#### Reading text
++++++

This repository consists of DeepWalk implementations one using gensim word2vec model and second entirely in pytorch. Two implementations are then compared on task of outlier detection on dataset inj_cora coming from https://github.com/pygod-team/data
DeepWalkGensim - consists of DeepWalkGensim class implementation that performs DeepWalk using gensim skipgram implementation
DeepWalkOur - consists of DeepWalkOurs class implementation that performs DeepWalk using our implementation of Huffman tree, Hierarchical Softmax and SkipGram model
PairsDataset - consists of PairsDataset class implementation that is a torch Dataset class that accepts list of pairs of (center node, context node)
HierarchicalSoftmax - consists of HierarchicalSoftmax layer implementation
HuffmanTree - consists of HuffmanNode and HuffmanTree class implementation
SkipGram - consists of NeuralEmbedder class that is SkipGram model implementation with HierarchicalSoftmax class if specified by user
helpers - consists of helpers functions definitions. read_from_pyg(...) read .pt graph file, predict(...) given embeddings predicts outliers using XGBoost or LogisticRegression classifier on 20% test train split, create_freq_dict(...) creates dictionary of number of visits in each node while doing a walk of given lenght from each node.
experiment1_gensim_grid_search - script that performs grid search on DeepWalk with gensim SkipGram implementation
experiment2_our_deepwalk_training - script that performs grid search on DeepWalk with our SkipGram implementation
Graphs2.ipynb - summarization of experiment 1 and creation of sensitivity graphs
Benchmarking.ipynb - benchmark of other models

++++++

Pull from the DeepWalk repository description the part that opens with the words containing "This repository consists" and closes with "node, context node)". Use only the DeepWalk repository description to respond.

++++++

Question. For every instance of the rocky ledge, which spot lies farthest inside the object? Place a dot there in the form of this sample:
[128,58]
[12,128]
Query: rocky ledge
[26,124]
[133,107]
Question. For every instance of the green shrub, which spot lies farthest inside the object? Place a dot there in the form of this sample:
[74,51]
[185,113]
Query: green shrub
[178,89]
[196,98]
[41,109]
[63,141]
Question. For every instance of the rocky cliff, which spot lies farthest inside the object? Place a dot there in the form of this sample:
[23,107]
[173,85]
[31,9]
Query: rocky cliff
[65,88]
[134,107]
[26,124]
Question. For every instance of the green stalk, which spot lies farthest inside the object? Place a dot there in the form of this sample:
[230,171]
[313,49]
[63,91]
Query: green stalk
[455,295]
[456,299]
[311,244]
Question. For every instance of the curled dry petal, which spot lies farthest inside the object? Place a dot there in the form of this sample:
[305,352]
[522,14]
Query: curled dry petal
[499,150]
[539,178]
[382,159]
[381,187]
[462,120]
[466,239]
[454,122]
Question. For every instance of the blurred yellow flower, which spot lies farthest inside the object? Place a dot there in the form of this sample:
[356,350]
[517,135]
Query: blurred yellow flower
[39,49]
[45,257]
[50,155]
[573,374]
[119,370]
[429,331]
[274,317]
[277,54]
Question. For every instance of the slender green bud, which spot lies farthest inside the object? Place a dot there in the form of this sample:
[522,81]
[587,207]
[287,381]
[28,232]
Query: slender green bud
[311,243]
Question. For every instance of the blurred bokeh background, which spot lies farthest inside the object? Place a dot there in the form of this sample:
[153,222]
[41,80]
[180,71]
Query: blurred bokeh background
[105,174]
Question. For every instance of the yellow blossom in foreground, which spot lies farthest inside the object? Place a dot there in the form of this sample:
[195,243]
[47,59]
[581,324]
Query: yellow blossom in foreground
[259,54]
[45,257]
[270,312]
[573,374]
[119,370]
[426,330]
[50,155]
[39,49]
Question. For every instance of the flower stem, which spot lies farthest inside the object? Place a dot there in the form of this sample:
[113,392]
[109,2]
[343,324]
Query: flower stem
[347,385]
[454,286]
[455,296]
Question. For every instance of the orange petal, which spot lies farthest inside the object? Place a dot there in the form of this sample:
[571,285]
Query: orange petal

++++++

#### Full output
This repository consists of DeepWalk implementations one using gensim word2vec model and second entirely in pytorch. Two implementations are then compared on task of outlier detection on dataset inj_cora coming from https://github.com/pygod-team/data
DeepWalkGensim - consists of DeepWalkGensim class implementation that performs DeepWalk using gensim skipgram implementation
DeepWalkOur - consists of DeepWalkOurs class implementation that performs DeepWalk using our implementation of Huffman tree, Hierarchical Softmax and SkipGram model
PairsDataset - consists of PairsDataset class implementation that is a torch Dataset class that accepts list of pairs of (center node, context node)